**Given exercise**
Can you repeat, unchanged, the lines below, starting with the line that contains "Task: locate the street" and continuing through the end of the records?

┌─ Supplied data

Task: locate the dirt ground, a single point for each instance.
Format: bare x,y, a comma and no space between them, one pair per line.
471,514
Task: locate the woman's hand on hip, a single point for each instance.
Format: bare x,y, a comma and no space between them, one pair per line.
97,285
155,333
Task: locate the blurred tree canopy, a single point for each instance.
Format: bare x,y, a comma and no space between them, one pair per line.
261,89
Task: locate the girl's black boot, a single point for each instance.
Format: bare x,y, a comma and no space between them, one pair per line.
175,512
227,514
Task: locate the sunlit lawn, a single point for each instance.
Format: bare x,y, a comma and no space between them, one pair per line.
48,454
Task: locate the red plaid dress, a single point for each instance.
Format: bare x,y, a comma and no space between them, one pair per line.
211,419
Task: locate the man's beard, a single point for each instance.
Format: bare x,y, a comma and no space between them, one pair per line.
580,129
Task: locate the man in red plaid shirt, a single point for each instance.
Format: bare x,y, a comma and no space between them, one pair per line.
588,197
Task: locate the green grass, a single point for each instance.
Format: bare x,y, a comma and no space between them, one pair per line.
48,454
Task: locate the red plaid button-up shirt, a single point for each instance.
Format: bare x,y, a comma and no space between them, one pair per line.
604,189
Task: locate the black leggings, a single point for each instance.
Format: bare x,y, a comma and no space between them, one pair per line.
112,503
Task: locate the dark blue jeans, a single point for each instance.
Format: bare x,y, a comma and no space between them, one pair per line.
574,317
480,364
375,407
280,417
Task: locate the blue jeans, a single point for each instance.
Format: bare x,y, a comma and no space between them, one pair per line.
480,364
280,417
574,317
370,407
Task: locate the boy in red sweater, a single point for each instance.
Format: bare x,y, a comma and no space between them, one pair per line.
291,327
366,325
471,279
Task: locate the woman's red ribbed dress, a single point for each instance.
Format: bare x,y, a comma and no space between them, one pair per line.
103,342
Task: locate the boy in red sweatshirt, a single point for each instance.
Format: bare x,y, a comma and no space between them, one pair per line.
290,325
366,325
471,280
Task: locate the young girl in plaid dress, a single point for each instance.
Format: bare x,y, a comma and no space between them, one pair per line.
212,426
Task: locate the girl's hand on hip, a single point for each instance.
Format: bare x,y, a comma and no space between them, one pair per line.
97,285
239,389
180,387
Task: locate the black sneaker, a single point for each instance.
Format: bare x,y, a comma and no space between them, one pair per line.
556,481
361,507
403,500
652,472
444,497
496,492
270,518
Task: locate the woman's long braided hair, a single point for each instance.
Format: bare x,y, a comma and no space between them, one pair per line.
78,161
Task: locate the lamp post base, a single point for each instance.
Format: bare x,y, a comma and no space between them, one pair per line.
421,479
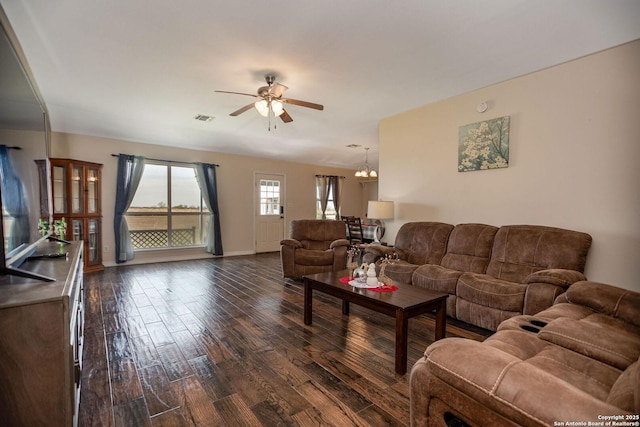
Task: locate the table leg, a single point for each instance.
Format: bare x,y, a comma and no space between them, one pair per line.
345,307
441,321
307,303
402,329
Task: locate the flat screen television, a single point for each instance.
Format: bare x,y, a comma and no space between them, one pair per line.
24,135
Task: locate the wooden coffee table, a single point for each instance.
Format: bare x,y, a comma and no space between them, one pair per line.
406,302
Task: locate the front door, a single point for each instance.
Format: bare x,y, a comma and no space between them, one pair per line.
269,219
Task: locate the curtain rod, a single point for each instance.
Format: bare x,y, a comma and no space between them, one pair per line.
327,176
168,161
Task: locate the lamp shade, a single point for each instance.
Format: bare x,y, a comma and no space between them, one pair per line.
380,209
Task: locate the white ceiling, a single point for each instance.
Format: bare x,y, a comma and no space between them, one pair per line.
141,70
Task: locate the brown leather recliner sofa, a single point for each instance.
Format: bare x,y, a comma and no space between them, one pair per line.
575,363
490,273
314,246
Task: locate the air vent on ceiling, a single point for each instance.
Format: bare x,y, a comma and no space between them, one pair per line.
203,118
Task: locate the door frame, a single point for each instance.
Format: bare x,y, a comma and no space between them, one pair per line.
283,194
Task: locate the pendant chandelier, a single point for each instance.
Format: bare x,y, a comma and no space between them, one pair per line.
366,171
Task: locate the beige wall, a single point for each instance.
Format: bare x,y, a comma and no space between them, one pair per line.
574,152
235,189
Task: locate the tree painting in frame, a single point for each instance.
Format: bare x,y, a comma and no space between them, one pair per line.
484,145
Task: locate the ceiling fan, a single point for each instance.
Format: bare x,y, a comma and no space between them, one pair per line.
271,101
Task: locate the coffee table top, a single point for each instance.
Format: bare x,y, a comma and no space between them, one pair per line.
406,296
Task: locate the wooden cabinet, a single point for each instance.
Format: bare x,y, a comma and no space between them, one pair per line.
41,330
76,193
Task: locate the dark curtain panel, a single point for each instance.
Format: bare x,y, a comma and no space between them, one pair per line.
206,176
130,170
14,202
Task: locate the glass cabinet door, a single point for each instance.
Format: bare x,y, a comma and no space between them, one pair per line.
92,241
77,229
59,185
92,190
76,190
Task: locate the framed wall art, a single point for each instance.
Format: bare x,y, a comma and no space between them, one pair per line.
484,145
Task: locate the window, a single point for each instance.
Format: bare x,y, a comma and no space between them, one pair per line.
269,197
330,213
167,209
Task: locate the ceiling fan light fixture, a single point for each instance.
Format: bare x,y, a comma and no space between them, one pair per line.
366,171
277,108
262,107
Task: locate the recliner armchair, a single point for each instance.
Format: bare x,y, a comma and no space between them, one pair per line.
314,246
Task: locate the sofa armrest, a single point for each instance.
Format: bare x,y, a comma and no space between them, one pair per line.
291,243
338,243
555,276
540,296
617,302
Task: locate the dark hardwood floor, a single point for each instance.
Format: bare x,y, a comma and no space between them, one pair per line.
221,342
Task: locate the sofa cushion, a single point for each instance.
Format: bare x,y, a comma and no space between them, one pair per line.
469,247
436,278
519,250
313,257
317,234
400,271
488,291
481,315
423,242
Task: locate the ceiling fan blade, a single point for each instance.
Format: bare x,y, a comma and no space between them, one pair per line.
242,110
277,89
302,103
286,117
237,93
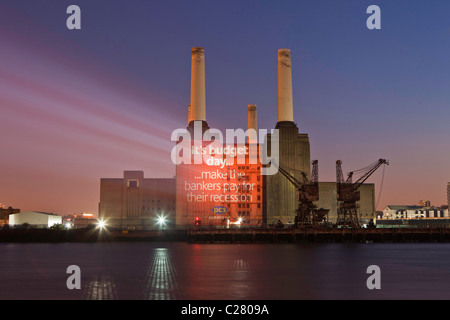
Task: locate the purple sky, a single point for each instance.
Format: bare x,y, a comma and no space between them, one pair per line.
77,106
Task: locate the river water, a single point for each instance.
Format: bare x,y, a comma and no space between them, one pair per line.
164,271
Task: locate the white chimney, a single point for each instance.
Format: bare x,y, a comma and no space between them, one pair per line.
198,97
252,123
285,105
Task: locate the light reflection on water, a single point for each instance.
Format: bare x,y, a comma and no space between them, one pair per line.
161,277
101,287
164,271
240,285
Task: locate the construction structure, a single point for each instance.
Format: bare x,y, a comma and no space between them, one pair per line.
348,193
307,213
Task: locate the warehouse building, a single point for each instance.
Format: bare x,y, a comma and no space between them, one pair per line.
136,201
35,219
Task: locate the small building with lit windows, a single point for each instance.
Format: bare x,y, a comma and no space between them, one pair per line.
35,219
137,202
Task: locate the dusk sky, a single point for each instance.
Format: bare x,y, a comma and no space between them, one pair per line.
81,105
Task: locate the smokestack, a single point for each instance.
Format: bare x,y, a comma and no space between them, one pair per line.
198,99
252,123
285,105
189,114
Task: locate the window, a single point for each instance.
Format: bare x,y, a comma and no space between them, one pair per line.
133,183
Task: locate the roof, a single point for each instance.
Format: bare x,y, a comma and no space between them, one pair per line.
396,207
50,214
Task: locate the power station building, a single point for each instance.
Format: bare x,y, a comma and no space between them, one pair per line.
215,191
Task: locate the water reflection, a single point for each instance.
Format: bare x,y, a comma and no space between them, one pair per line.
240,285
101,287
160,281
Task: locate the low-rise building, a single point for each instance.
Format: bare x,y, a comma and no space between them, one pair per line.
35,219
4,215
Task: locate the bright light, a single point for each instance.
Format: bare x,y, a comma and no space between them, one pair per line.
101,224
161,220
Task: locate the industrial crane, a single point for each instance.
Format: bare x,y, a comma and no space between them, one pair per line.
348,193
307,192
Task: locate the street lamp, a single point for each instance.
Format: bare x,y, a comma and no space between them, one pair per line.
161,220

└─

**Expected answer**
Task: locate the street lamp, a single point for each instance.
Format: bare x,y, a comma and no space between them, one pair per line.
161,220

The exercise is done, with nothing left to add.